WORK TO BE COMPLETED
From the line that contains "shoulder patch and record integer pixel coordinates." to the end of the entries, write out every line exactly, including both ends, and nothing more.

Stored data
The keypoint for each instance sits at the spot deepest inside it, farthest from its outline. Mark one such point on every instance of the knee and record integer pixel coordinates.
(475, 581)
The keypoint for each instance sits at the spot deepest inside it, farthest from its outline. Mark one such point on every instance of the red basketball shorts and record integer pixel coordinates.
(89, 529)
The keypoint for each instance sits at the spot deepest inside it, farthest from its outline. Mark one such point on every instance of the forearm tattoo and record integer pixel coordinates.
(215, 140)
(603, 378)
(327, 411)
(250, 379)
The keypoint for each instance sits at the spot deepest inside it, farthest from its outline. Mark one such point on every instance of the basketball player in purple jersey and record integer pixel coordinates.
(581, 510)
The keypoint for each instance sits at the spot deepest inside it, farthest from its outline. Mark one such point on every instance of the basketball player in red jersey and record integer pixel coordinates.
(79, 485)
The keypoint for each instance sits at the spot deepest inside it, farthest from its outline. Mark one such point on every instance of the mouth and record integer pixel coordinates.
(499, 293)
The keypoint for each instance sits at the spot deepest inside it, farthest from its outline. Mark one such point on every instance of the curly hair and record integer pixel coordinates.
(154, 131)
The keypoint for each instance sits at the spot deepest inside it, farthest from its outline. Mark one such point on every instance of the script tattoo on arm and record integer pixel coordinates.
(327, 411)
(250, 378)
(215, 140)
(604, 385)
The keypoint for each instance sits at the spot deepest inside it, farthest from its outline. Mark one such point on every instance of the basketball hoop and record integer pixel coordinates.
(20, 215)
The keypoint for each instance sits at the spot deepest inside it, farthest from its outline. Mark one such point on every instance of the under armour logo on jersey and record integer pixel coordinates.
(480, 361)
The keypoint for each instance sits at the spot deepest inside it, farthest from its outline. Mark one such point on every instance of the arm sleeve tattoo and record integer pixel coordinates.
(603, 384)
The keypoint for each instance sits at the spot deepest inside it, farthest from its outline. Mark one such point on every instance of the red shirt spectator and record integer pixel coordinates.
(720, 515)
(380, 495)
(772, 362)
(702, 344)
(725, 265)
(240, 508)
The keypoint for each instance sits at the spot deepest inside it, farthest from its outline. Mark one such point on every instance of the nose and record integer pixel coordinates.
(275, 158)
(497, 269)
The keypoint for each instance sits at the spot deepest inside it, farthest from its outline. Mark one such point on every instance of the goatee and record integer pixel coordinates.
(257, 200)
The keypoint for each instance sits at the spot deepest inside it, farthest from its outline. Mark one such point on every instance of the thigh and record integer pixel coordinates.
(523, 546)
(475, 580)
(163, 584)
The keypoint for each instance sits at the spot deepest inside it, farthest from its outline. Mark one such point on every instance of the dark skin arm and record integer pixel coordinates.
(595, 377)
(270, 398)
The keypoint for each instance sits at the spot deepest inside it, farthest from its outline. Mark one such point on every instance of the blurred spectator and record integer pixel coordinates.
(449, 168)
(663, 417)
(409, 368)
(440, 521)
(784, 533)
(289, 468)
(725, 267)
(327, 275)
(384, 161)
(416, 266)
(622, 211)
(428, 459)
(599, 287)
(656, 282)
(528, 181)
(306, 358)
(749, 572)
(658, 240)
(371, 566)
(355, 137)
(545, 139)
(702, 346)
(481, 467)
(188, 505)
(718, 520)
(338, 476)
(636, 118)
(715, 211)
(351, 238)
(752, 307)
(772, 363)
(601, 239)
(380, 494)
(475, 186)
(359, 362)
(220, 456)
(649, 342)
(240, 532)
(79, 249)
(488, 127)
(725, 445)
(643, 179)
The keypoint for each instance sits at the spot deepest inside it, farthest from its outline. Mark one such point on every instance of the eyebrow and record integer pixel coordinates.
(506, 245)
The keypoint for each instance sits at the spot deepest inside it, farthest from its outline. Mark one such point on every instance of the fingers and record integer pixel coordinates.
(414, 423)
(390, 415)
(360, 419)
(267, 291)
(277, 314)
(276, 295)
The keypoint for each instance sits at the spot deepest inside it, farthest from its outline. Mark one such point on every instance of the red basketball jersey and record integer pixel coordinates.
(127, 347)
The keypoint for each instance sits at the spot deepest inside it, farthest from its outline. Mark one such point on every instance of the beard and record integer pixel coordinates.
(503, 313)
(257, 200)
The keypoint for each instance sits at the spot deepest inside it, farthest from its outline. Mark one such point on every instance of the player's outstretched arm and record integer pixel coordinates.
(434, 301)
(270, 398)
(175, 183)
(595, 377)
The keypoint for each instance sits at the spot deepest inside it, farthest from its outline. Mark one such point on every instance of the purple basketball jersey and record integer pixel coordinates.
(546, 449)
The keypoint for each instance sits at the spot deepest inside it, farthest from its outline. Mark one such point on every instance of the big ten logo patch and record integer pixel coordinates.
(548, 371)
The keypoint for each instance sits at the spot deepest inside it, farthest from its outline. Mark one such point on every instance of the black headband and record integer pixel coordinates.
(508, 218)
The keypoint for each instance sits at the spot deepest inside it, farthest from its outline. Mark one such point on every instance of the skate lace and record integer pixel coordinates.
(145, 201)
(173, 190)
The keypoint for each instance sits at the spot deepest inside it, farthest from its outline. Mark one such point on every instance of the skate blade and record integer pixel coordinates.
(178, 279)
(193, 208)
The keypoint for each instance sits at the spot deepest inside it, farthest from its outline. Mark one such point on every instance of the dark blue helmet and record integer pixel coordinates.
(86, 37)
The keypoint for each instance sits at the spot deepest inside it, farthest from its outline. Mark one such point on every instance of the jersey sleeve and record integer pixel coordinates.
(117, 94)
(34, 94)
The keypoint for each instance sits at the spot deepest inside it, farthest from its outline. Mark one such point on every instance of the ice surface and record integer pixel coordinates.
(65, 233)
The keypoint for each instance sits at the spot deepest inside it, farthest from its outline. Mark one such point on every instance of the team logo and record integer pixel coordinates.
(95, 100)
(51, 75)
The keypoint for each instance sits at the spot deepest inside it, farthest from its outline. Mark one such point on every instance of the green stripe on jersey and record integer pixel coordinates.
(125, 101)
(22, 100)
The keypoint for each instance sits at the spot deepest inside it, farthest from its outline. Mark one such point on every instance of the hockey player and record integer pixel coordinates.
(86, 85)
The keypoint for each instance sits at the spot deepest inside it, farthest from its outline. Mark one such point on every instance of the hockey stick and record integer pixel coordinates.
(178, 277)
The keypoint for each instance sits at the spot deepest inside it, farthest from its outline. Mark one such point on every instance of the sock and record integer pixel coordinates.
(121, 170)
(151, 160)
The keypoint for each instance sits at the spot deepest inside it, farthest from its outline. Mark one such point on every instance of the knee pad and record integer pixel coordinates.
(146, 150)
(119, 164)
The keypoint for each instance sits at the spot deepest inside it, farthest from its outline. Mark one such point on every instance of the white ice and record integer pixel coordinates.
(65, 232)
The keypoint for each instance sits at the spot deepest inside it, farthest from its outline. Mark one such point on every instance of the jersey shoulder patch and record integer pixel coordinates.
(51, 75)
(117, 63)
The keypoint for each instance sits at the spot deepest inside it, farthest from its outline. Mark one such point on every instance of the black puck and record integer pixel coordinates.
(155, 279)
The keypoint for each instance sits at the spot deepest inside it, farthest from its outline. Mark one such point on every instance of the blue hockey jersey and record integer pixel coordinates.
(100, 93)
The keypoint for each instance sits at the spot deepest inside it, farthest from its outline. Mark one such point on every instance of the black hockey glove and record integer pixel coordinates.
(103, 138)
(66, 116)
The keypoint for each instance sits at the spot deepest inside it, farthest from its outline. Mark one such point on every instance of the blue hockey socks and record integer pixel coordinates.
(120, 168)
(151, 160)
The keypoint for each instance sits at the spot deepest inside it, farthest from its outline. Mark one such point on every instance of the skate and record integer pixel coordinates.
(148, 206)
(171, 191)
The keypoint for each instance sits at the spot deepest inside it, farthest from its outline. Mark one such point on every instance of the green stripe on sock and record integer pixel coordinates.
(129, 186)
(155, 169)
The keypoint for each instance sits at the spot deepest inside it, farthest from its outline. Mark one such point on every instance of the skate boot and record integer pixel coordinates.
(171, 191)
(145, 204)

SOLUTION
The keypoint for each instance sits at the spot deepest inside it, farthest from its outline. Mark one such point on every instance of the jersey shoulder patch and record integer pixel coordinates.
(51, 75)
(117, 63)
The keypoint for each instance sits at the spot deepest inside it, farthest from its outline. Mark one such point on every instance of the black puck and record integer pixel coordinates.
(155, 279)
The keypoint for each instance sits at the spot deepest inside it, farthest from its outline. Mark one such point on every instance of the blue hockey jersey and record integer pixel coordinates.
(100, 93)
The keypoint for each instance sits at the spot deepest inside it, farthest from its outline. Mark one such point on every instance of the black hockey glove and record integer pixel coordinates.
(103, 138)
(66, 116)
The keypoint for each instance sits at the spot deepest inside it, farthest from its outline. Mark one such point on every instance of the blue hockey socks and record integer pixel coordinates.
(120, 168)
(151, 160)
The keypoint for each instance sits at the spot deepest inside it, farthest from its outline. Mark one such point on every instance of the skate and record integer pixel coordinates.
(148, 206)
(171, 191)
The keypoint for each instance sits at the spot deepest inside it, farthest from its outline. Mark one such point on every instance of the green stripe on sock and record integer pixel coordinates.
(129, 186)
(155, 169)
The keypoint for each instance sits at the spot deepest inside it, farthest from its outline. Mark one such point on every instance of the skate boot and record integer pixel coordinates.
(171, 191)
(145, 204)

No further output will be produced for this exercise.